- Work order: Report each line of the data that has "airplane" somewhere in it.
====== Study material
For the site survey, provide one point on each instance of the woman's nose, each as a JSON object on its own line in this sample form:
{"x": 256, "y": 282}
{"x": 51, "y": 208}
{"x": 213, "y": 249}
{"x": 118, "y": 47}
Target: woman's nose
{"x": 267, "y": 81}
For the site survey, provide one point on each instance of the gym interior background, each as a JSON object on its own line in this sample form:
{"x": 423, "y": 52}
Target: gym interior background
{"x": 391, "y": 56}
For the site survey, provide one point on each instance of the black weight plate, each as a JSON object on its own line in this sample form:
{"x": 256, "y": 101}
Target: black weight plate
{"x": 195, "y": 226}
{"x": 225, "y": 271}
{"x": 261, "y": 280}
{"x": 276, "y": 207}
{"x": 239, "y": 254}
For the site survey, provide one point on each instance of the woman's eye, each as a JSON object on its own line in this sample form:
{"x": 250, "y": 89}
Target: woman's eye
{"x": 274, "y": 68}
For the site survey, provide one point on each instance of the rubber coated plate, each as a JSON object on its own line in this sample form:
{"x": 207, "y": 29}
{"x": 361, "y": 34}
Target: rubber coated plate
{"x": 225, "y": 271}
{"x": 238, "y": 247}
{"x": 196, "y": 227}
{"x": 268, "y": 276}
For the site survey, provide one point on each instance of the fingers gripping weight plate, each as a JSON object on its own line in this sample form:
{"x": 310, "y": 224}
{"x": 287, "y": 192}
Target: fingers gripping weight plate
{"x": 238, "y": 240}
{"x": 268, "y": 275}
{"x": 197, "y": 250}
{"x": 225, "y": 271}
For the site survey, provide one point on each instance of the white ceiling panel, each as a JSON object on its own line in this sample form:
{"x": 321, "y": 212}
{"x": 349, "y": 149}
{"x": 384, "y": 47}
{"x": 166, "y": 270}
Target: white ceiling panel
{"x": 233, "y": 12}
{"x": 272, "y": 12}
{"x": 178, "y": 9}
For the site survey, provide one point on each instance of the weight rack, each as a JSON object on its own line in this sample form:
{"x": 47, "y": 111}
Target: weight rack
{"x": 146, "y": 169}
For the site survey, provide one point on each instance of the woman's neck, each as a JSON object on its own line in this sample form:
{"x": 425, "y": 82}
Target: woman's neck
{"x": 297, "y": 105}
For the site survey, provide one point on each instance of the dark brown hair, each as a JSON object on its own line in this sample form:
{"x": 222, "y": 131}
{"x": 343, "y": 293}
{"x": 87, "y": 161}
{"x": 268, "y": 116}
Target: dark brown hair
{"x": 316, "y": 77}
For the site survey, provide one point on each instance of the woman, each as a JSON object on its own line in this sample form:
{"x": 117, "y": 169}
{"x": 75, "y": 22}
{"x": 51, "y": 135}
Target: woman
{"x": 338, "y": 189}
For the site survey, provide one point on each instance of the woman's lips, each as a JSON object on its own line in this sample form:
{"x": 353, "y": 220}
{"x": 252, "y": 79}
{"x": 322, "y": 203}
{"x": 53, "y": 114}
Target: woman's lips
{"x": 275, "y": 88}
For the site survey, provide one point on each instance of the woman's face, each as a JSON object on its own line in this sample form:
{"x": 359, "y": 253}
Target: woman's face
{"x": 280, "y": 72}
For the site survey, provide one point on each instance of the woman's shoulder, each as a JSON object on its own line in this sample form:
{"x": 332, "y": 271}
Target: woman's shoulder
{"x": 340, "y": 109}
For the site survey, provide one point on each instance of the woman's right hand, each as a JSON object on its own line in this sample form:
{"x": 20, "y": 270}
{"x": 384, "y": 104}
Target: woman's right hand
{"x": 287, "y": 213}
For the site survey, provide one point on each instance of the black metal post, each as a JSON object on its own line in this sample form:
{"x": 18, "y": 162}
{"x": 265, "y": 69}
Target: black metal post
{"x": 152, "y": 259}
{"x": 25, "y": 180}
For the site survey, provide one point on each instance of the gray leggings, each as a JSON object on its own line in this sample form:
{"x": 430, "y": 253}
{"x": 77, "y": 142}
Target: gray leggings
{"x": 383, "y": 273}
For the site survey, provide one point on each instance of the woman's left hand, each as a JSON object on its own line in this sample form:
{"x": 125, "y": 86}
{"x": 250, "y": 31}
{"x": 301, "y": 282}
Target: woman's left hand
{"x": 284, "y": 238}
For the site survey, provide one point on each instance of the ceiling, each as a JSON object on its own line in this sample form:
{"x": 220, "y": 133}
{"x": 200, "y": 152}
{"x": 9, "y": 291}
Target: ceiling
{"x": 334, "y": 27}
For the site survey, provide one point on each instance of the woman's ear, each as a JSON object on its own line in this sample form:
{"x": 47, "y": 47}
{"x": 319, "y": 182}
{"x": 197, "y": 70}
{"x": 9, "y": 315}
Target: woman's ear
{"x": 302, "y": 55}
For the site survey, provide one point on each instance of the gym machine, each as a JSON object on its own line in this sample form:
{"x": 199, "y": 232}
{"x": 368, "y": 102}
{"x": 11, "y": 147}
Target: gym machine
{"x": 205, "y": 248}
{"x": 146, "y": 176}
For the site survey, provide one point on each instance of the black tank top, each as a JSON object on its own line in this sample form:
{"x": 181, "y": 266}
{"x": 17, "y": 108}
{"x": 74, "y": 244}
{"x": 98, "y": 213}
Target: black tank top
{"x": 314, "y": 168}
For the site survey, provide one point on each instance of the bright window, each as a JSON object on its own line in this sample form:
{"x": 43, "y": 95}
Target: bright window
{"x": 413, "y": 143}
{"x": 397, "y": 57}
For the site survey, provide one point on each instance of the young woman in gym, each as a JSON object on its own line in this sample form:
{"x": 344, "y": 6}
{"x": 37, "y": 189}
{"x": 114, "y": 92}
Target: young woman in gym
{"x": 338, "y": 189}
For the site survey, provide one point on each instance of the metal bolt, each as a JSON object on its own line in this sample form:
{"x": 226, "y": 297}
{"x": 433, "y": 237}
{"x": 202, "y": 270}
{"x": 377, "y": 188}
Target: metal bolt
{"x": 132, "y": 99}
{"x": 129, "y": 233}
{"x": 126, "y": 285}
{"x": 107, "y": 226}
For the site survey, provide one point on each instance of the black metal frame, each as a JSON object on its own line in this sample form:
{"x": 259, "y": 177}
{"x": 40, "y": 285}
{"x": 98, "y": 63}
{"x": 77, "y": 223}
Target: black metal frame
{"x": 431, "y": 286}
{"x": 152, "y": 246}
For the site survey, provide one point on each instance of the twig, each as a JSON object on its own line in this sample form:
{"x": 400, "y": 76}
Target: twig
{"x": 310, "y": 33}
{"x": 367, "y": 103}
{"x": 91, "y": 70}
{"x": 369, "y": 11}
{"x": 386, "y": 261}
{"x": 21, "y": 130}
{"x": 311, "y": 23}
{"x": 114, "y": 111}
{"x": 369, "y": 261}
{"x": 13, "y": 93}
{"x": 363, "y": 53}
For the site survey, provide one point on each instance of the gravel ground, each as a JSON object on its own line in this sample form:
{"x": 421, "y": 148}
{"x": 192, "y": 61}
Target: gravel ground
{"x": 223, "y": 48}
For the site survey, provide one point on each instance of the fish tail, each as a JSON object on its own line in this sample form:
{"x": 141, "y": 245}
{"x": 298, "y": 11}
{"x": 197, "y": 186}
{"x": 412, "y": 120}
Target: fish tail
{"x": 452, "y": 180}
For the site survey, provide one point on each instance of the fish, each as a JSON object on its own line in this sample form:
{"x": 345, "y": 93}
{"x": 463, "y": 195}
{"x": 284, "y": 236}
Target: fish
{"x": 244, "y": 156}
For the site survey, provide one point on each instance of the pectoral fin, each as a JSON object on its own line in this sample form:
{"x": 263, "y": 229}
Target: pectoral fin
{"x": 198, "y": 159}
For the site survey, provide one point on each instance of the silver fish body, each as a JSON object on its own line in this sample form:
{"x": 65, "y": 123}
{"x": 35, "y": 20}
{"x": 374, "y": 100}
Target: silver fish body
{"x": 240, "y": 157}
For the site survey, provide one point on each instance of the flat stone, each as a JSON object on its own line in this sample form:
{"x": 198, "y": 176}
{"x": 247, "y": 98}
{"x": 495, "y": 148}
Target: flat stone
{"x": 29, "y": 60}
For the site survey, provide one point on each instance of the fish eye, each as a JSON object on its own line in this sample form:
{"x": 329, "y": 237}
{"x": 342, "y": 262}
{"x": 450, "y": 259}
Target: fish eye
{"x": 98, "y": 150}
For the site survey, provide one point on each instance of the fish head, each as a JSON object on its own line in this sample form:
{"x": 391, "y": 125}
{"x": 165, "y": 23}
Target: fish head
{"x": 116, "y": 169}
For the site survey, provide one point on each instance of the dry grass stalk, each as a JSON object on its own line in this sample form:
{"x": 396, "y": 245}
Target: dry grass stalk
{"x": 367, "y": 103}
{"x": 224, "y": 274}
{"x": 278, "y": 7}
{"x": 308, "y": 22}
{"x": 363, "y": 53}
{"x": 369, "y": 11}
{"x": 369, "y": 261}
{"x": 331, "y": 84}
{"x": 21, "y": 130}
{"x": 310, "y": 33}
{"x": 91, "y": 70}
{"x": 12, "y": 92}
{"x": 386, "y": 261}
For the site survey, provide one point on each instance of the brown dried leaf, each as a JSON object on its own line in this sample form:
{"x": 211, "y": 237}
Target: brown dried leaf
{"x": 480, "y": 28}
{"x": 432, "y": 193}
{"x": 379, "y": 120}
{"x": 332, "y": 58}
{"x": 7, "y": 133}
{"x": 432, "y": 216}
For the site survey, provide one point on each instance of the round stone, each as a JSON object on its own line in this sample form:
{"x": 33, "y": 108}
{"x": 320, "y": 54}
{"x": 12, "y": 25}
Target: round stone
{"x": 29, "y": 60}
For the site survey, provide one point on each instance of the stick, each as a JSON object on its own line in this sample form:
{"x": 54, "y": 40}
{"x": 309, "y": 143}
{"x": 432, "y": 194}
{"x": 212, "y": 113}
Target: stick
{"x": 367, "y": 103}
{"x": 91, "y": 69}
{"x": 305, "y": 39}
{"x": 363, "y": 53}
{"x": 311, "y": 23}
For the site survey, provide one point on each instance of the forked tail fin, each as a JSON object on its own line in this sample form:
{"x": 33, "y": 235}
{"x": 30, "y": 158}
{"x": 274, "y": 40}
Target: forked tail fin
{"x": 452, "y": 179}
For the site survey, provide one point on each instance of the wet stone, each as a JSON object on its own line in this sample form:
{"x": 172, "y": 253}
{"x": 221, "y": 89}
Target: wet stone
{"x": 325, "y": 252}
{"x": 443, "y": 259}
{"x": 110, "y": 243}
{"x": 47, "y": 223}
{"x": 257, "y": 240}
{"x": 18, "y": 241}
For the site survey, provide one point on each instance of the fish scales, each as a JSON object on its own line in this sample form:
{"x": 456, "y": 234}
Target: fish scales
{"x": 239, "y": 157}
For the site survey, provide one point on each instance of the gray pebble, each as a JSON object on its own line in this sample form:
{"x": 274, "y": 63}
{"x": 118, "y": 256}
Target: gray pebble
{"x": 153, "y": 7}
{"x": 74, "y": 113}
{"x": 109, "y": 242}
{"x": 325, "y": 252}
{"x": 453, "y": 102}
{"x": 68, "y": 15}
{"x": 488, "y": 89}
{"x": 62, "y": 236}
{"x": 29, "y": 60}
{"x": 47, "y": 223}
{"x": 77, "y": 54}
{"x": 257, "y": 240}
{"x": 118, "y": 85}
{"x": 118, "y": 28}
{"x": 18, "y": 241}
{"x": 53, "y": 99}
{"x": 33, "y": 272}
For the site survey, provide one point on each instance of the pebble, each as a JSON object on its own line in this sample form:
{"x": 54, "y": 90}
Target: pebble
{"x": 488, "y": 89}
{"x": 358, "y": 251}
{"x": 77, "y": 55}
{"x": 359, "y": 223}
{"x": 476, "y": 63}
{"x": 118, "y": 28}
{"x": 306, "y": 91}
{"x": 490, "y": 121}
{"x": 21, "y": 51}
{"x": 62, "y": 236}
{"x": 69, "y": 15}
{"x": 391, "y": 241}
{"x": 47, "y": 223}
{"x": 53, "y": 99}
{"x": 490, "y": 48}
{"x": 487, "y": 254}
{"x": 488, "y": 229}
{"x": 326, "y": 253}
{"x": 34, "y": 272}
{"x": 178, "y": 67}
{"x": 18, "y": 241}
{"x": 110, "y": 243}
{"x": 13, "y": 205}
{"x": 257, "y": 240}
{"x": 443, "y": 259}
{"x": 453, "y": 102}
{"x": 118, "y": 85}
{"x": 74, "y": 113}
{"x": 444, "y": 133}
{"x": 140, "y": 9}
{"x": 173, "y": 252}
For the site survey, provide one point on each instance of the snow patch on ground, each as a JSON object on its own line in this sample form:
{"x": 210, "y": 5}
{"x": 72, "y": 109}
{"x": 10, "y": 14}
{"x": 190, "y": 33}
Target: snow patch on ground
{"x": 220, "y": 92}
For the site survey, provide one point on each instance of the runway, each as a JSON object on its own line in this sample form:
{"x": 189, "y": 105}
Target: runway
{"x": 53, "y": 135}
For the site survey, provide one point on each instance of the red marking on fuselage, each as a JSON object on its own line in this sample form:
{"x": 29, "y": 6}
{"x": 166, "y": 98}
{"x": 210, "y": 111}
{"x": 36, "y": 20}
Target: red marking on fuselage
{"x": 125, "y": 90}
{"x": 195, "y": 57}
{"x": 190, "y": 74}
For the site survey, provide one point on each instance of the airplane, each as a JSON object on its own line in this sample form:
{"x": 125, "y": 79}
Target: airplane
============
- Solution to the problem:
For the site survey, provide one point on each instance of the airplane, each as a JSON object on its own line in this sample form:
Target: airplane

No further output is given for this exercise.